Q.9: How will you explain the term ‘unemployment’?
Solution: A situation in which a section of the people, who are able and willing to work, but do not find gainful work is referred to as ‘unemployment’. Such a situation is often found in developing countries as compared to developed countries.
Q.10: What is the difference between disguised unemployment and seasonal unemployment?
Solution: Disguised unemployment - In disguised unemployment, people appear to be employed while actually they are not adding to the productivity. This can be explained by the following example:
Farmers in India use primitive methods of production in agriculture due to poverty. Lack of ownership right present in the existing land tenure system e.g. if we use modern methods of cultivation, a situation can be created when only two persons of a family can complete the work in farm instead of three. But the lack of modern methods and poverty create a situation that three persons work when the same work can be performed by two persons. So, one person is disguisedly employed.
Seasonal unemployment - Seasonal unemployment happens when people are not able to find jobs during some months of the year. Agriculture in India is not a whole time occupation. It is seasonal. The cultivators generally grow only one crop in a year. As such in the rural sector and in the lean season, the cultivators and the hired agriculture workers find no work to do. The seasonal character of Agriculture in India leads to seasonal unemployment.
Q.11: Why is educated unemployment, a peculiar problem of India?

What is expected: Continue the question-and-answer text on unemployment from the point where it stops. You won't need the records.

Saved entries
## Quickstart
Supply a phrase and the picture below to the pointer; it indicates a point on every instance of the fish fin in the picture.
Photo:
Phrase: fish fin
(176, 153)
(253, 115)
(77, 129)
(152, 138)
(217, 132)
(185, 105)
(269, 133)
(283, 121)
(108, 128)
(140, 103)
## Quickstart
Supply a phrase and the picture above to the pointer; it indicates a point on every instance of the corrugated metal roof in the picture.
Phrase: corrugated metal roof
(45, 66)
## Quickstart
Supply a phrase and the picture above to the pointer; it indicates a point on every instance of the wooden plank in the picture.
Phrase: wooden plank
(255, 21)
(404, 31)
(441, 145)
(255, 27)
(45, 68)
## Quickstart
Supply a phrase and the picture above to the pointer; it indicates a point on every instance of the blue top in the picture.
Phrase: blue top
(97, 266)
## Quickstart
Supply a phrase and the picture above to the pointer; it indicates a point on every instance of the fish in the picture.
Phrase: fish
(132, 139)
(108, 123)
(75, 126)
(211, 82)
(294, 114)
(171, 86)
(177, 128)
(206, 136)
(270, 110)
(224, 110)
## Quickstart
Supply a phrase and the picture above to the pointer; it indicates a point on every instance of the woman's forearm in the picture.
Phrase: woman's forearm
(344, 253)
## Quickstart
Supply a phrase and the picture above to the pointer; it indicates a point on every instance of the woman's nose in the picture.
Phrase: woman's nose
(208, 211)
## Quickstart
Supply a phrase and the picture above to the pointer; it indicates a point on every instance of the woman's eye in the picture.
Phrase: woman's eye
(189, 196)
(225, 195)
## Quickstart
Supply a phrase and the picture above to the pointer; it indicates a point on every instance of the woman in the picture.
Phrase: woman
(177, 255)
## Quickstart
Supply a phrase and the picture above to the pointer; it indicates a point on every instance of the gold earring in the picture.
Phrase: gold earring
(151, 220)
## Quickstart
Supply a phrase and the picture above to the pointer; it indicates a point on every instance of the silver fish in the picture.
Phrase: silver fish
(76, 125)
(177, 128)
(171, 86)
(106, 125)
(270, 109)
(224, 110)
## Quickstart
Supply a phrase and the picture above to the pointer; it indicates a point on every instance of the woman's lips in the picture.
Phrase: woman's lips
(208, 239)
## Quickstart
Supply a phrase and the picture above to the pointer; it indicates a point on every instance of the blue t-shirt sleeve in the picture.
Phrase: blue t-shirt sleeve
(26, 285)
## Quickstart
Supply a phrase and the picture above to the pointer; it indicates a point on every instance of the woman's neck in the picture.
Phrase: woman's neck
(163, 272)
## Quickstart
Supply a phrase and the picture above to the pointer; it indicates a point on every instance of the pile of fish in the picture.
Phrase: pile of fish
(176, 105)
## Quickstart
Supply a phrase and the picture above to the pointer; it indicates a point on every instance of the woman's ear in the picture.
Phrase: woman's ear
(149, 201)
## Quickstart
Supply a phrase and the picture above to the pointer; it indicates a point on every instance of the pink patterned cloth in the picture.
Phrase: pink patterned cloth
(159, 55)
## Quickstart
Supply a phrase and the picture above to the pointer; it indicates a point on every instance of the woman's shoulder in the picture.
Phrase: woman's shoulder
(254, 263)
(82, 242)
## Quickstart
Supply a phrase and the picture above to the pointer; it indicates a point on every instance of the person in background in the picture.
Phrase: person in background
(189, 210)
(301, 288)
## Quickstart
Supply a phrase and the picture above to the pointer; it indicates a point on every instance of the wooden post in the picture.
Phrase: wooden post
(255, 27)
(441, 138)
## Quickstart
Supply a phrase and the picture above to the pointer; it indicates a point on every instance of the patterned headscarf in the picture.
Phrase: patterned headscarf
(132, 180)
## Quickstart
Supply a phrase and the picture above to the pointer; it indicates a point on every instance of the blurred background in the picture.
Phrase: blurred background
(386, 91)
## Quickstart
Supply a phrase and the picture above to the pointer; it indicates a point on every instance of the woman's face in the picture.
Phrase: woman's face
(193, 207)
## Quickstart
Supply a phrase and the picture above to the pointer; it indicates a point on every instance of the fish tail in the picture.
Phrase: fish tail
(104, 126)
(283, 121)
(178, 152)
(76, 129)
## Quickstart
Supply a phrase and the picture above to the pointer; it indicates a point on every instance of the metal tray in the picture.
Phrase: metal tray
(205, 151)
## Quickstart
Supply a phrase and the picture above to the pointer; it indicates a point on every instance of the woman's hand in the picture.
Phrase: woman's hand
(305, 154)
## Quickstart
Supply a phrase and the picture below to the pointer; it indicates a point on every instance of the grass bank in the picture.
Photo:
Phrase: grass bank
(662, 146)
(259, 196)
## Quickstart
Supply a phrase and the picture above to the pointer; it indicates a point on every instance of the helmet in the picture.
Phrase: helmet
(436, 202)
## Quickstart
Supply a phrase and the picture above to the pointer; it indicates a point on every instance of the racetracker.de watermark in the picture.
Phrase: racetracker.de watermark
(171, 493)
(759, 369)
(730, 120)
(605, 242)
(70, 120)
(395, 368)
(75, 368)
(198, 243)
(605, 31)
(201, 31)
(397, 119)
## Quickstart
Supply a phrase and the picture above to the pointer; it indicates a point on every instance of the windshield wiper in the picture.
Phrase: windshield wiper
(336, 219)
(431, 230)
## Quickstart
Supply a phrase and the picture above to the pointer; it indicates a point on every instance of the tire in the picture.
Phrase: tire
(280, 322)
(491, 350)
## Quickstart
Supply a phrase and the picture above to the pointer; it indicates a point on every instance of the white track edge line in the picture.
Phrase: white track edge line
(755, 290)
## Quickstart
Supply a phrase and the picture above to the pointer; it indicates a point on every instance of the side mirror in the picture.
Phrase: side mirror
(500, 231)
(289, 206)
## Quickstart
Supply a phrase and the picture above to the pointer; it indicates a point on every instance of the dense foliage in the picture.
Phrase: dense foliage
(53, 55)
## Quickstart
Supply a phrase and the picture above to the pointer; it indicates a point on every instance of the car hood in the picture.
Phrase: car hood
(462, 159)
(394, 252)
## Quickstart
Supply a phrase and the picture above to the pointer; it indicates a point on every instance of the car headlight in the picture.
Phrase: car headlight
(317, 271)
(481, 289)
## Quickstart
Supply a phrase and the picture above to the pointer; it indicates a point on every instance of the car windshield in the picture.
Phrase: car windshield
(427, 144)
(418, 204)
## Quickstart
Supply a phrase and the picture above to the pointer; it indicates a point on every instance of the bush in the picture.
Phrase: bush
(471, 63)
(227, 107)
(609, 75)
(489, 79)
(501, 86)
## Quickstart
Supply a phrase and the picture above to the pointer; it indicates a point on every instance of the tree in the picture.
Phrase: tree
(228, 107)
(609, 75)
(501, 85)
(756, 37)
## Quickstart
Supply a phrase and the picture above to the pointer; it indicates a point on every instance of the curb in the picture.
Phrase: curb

Your response:
Solution: Unemployment has become a common problem not only in rural areas but also in urban areas. Educated unemployment has become a common phenomenon in urban areas in our country. The reasons for the same are the following:
1. Defects in the Educational System
Our educational system has failed to see the ground realities. After spending so many years in schools and colleges, our young generation, both men and women, come out in large numbers without any practical training whatsoever. They add to the number of already educated unemployed thus, making the problem all the more complex. In this way our educational system failed to deliver the goals as was expected.
2. Growth in the Industrial and Service Sectors is not Adequate
The Growth in the Industrial and Service Sectors is not so satisfactory. No doubt that these two sectors have shown some improvement in creating employment opportunities over the years. But this improvement is not adequate to absorb the educated unemployed persons. The continuous migration of unskilled labour to urban areas has further added to the problem of the educated unemployed.
3. Visa Restrictions imposed by the Developed Countries
Some of our educated unemployed are prepared to seek jobs in foreign countries like USA, Britain, Germany etc but Visa Restrictions imposed by most of the developed countries have further worsened the employment opportunities for the educated people.
Q.12: In which fields do you think India can build the maximum employment opportunities?
Solution: Economic activities are divided into three sectors - primary, secondary and tertiary. The primary sector especially agriculture employs two-thirds of the population of India. The secondary sector, especially manufacture industry, absorbs about 10% of the total working population while tertiary sector employs about 25% of our population.
In the case of agriculture, there is no scope for further employment. As a result of disguised unemployment, many members of the farming families are unable to get full time work. As a result, much emphasis will now have to be put on manufacturing activities which belong to the secondary sector. This sector now absorbs only 10% of the working population. There is much scope in this sector so new manufacturing units can be set up and maximum employment opportunities created.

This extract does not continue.